• Your goal
In the listing below, locate the lines bearing the word "gray". Copy every one of them.

• The records
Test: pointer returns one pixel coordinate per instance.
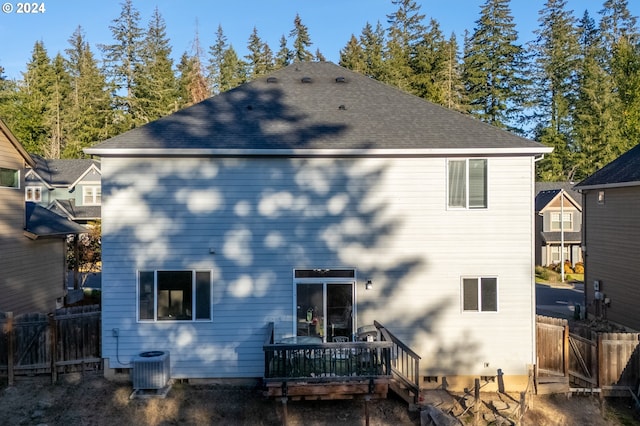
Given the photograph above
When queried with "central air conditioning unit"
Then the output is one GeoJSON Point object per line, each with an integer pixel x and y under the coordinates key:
{"type": "Point", "coordinates": [151, 370]}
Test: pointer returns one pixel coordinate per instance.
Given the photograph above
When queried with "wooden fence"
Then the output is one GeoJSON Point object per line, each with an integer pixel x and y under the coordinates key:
{"type": "Point", "coordinates": [590, 361]}
{"type": "Point", "coordinates": [66, 341]}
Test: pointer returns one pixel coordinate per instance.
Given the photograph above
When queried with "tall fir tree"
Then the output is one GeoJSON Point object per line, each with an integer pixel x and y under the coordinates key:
{"type": "Point", "coordinates": [404, 32]}
{"type": "Point", "coordinates": [596, 129]}
{"type": "Point", "coordinates": [216, 56]}
{"type": "Point", "coordinates": [301, 41]}
{"type": "Point", "coordinates": [260, 57]}
{"type": "Point", "coordinates": [232, 70]}
{"type": "Point", "coordinates": [352, 56]}
{"type": "Point", "coordinates": [89, 103]}
{"type": "Point", "coordinates": [34, 109]}
{"type": "Point", "coordinates": [284, 54]}
{"type": "Point", "coordinates": [192, 81]}
{"type": "Point", "coordinates": [493, 68]}
{"type": "Point", "coordinates": [155, 88]}
{"type": "Point", "coordinates": [122, 59]}
{"type": "Point", "coordinates": [556, 55]}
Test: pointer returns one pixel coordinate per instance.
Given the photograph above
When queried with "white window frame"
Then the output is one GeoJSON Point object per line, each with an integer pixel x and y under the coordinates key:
{"type": "Point", "coordinates": [465, 204]}
{"type": "Point", "coordinates": [555, 225]}
{"type": "Point", "coordinates": [16, 178]}
{"type": "Point", "coordinates": [36, 190]}
{"type": "Point", "coordinates": [480, 308]}
{"type": "Point", "coordinates": [94, 192]}
{"type": "Point", "coordinates": [194, 294]}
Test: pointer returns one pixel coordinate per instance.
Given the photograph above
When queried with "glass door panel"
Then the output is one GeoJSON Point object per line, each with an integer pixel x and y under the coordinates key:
{"type": "Point", "coordinates": [310, 310]}
{"type": "Point", "coordinates": [339, 311]}
{"type": "Point", "coordinates": [324, 310]}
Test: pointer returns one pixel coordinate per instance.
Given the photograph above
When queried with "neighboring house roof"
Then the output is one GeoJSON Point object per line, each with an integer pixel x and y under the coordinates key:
{"type": "Point", "coordinates": [546, 197]}
{"type": "Point", "coordinates": [316, 108]}
{"type": "Point", "coordinates": [44, 223]}
{"type": "Point", "coordinates": [69, 209]}
{"type": "Point", "coordinates": [623, 171]}
{"type": "Point", "coordinates": [63, 172]}
{"type": "Point", "coordinates": [17, 145]}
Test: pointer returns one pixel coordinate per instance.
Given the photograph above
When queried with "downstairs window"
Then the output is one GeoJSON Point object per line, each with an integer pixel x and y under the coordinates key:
{"type": "Point", "coordinates": [174, 295]}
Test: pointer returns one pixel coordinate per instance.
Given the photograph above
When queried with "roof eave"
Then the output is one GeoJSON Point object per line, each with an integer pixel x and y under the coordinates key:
{"type": "Point", "coordinates": [580, 187]}
{"type": "Point", "coordinates": [321, 152]}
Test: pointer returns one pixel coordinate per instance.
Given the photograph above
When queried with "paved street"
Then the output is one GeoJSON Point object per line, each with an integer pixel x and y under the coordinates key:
{"type": "Point", "coordinates": [559, 300]}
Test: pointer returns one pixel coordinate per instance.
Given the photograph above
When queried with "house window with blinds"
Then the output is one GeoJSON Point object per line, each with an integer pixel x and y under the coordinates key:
{"type": "Point", "coordinates": [467, 183]}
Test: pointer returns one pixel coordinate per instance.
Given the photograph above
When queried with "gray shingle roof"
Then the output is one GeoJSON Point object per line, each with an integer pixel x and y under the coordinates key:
{"type": "Point", "coordinates": [44, 223]}
{"type": "Point", "coordinates": [63, 172]}
{"type": "Point", "coordinates": [313, 106]}
{"type": "Point", "coordinates": [624, 170]}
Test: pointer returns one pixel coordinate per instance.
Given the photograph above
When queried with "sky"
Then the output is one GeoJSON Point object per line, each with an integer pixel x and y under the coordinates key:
{"type": "Point", "coordinates": [330, 22]}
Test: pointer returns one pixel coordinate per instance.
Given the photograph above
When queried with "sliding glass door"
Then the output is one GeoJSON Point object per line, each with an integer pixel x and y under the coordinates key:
{"type": "Point", "coordinates": [324, 307]}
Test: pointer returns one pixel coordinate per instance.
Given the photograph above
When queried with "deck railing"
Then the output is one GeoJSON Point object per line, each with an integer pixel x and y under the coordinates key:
{"type": "Point", "coordinates": [325, 362]}
{"type": "Point", "coordinates": [405, 363]}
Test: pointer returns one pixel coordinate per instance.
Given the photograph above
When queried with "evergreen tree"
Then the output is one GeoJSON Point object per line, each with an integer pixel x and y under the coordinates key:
{"type": "Point", "coordinates": [216, 55]}
{"type": "Point", "coordinates": [32, 127]}
{"type": "Point", "coordinates": [352, 56]}
{"type": "Point", "coordinates": [617, 23]}
{"type": "Point", "coordinates": [89, 115]}
{"type": "Point", "coordinates": [301, 41]}
{"type": "Point", "coordinates": [59, 92]}
{"type": "Point", "coordinates": [493, 69]}
{"type": "Point", "coordinates": [232, 70]}
{"type": "Point", "coordinates": [122, 58]}
{"type": "Point", "coordinates": [404, 33]}
{"type": "Point", "coordinates": [373, 43]}
{"type": "Point", "coordinates": [155, 88]}
{"type": "Point", "coordinates": [556, 57]}
{"type": "Point", "coordinates": [595, 125]}
{"type": "Point", "coordinates": [192, 82]}
{"type": "Point", "coordinates": [260, 57]}
{"type": "Point", "coordinates": [284, 55]}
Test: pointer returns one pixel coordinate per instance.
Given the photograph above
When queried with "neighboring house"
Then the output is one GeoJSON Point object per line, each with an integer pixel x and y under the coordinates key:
{"type": "Point", "coordinates": [68, 187]}
{"type": "Point", "coordinates": [278, 200]}
{"type": "Point", "coordinates": [611, 238]}
{"type": "Point", "coordinates": [32, 239]}
{"type": "Point", "coordinates": [556, 200]}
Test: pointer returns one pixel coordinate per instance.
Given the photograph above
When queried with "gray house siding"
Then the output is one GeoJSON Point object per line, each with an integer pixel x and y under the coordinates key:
{"type": "Point", "coordinates": [31, 272]}
{"type": "Point", "coordinates": [264, 217]}
{"type": "Point", "coordinates": [612, 235]}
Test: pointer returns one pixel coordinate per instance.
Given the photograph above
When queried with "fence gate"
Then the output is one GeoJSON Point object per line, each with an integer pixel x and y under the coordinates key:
{"type": "Point", "coordinates": [32, 344]}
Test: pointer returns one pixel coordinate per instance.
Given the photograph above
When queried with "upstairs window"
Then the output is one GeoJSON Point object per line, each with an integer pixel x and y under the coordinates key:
{"type": "Point", "coordinates": [174, 295]}
{"type": "Point", "coordinates": [9, 178]}
{"type": "Point", "coordinates": [556, 225]}
{"type": "Point", "coordinates": [33, 193]}
{"type": "Point", "coordinates": [91, 195]}
{"type": "Point", "coordinates": [480, 294]}
{"type": "Point", "coordinates": [467, 183]}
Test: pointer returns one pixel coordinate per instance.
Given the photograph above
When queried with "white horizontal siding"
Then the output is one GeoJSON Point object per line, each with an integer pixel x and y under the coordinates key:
{"type": "Point", "coordinates": [264, 217]}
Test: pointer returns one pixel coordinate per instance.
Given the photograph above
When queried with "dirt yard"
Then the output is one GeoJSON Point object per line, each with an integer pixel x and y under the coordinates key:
{"type": "Point", "coordinates": [92, 400]}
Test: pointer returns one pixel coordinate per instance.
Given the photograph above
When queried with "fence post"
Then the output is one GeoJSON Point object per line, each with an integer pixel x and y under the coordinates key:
{"type": "Point", "coordinates": [565, 350]}
{"type": "Point", "coordinates": [53, 335]}
{"type": "Point", "coordinates": [10, 348]}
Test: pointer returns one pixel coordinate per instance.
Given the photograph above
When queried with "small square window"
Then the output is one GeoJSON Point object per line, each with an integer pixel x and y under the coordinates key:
{"type": "Point", "coordinates": [480, 294]}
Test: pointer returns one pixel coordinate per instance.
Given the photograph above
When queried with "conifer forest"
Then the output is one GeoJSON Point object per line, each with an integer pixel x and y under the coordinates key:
{"type": "Point", "coordinates": [574, 87]}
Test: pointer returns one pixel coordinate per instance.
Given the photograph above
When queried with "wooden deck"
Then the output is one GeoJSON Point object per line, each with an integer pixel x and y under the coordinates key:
{"type": "Point", "coordinates": [341, 370]}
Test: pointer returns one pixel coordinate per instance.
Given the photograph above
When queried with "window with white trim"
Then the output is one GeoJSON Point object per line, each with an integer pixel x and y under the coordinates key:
{"type": "Point", "coordinates": [9, 178]}
{"type": "Point", "coordinates": [91, 195]}
{"type": "Point", "coordinates": [467, 183]}
{"type": "Point", "coordinates": [174, 295]}
{"type": "Point", "coordinates": [480, 294]}
{"type": "Point", "coordinates": [33, 193]}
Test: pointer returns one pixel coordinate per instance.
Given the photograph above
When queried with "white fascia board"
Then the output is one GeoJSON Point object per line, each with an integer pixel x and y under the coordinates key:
{"type": "Point", "coordinates": [403, 152]}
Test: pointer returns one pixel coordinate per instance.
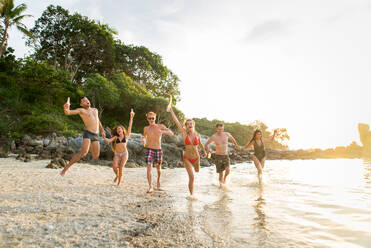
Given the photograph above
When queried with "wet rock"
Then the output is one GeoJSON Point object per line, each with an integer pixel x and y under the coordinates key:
{"type": "Point", "coordinates": [3, 154]}
{"type": "Point", "coordinates": [44, 154]}
{"type": "Point", "coordinates": [131, 165]}
{"type": "Point", "coordinates": [13, 146]}
{"type": "Point", "coordinates": [57, 163]}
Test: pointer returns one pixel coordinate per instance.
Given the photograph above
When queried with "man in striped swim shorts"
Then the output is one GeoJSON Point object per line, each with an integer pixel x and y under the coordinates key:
{"type": "Point", "coordinates": [152, 135]}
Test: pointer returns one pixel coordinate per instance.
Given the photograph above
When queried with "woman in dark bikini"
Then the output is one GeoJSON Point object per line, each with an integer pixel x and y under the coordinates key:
{"type": "Point", "coordinates": [192, 140]}
{"type": "Point", "coordinates": [119, 140]}
{"type": "Point", "coordinates": [259, 150]}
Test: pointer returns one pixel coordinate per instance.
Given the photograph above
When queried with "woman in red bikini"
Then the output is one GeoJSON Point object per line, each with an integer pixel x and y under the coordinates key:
{"type": "Point", "coordinates": [120, 139]}
{"type": "Point", "coordinates": [192, 140]}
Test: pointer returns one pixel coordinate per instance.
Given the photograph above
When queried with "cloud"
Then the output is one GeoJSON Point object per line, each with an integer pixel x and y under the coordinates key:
{"type": "Point", "coordinates": [268, 30]}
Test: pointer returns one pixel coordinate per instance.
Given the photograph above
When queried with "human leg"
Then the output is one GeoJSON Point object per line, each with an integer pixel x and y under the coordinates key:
{"type": "Point", "coordinates": [82, 153]}
{"type": "Point", "coordinates": [123, 161]}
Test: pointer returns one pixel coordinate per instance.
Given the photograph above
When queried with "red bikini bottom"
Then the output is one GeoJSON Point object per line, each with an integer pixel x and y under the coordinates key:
{"type": "Point", "coordinates": [192, 160]}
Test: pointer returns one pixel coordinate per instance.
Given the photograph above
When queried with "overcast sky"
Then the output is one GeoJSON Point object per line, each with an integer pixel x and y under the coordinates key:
{"type": "Point", "coordinates": [302, 65]}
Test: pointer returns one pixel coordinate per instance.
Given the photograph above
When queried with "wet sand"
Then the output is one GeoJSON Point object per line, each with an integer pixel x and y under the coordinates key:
{"type": "Point", "coordinates": [39, 208]}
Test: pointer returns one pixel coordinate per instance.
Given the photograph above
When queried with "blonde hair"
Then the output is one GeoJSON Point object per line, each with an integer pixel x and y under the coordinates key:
{"type": "Point", "coordinates": [114, 133]}
{"type": "Point", "coordinates": [185, 121]}
{"type": "Point", "coordinates": [151, 113]}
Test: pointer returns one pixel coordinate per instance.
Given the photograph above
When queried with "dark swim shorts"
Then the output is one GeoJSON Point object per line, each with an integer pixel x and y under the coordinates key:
{"type": "Point", "coordinates": [153, 155]}
{"type": "Point", "coordinates": [90, 135]}
{"type": "Point", "coordinates": [222, 162]}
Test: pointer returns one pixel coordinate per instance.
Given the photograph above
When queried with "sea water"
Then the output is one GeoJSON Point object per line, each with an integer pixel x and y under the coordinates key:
{"type": "Point", "coordinates": [300, 203]}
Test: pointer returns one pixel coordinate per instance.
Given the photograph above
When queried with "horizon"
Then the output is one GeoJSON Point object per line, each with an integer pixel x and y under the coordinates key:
{"type": "Point", "coordinates": [262, 51]}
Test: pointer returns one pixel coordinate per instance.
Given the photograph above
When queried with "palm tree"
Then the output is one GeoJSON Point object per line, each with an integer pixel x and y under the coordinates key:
{"type": "Point", "coordinates": [10, 16]}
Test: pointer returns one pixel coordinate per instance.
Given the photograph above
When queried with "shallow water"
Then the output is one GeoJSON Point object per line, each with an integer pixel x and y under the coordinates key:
{"type": "Point", "coordinates": [302, 203]}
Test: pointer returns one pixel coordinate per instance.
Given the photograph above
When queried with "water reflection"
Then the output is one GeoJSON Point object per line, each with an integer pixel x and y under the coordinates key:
{"type": "Point", "coordinates": [218, 220]}
{"type": "Point", "coordinates": [367, 166]}
{"type": "Point", "coordinates": [259, 224]}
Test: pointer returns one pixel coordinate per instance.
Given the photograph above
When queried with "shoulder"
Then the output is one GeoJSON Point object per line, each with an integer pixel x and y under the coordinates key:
{"type": "Point", "coordinates": [227, 134]}
{"type": "Point", "coordinates": [81, 110]}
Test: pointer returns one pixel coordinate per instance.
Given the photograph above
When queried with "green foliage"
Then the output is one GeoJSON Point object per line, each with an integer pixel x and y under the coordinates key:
{"type": "Point", "coordinates": [74, 43]}
{"type": "Point", "coordinates": [100, 91]}
{"type": "Point", "coordinates": [242, 133]}
{"type": "Point", "coordinates": [11, 16]}
{"type": "Point", "coordinates": [146, 68]}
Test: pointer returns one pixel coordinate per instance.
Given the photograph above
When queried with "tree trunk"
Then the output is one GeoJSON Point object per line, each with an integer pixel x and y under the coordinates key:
{"type": "Point", "coordinates": [4, 42]}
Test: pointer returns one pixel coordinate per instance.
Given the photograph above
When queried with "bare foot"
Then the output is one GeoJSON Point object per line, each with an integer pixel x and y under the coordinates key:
{"type": "Point", "coordinates": [191, 198]}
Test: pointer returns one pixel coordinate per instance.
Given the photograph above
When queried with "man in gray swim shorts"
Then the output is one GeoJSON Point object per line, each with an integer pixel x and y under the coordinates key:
{"type": "Point", "coordinates": [220, 138]}
{"type": "Point", "coordinates": [92, 126]}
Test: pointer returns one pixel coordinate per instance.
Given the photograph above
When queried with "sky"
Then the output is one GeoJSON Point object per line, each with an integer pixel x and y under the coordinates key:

• Output for this task
When queried with "gray shingle roof"
When queried with "gray house siding"
When queried with "man in gray swim shorts"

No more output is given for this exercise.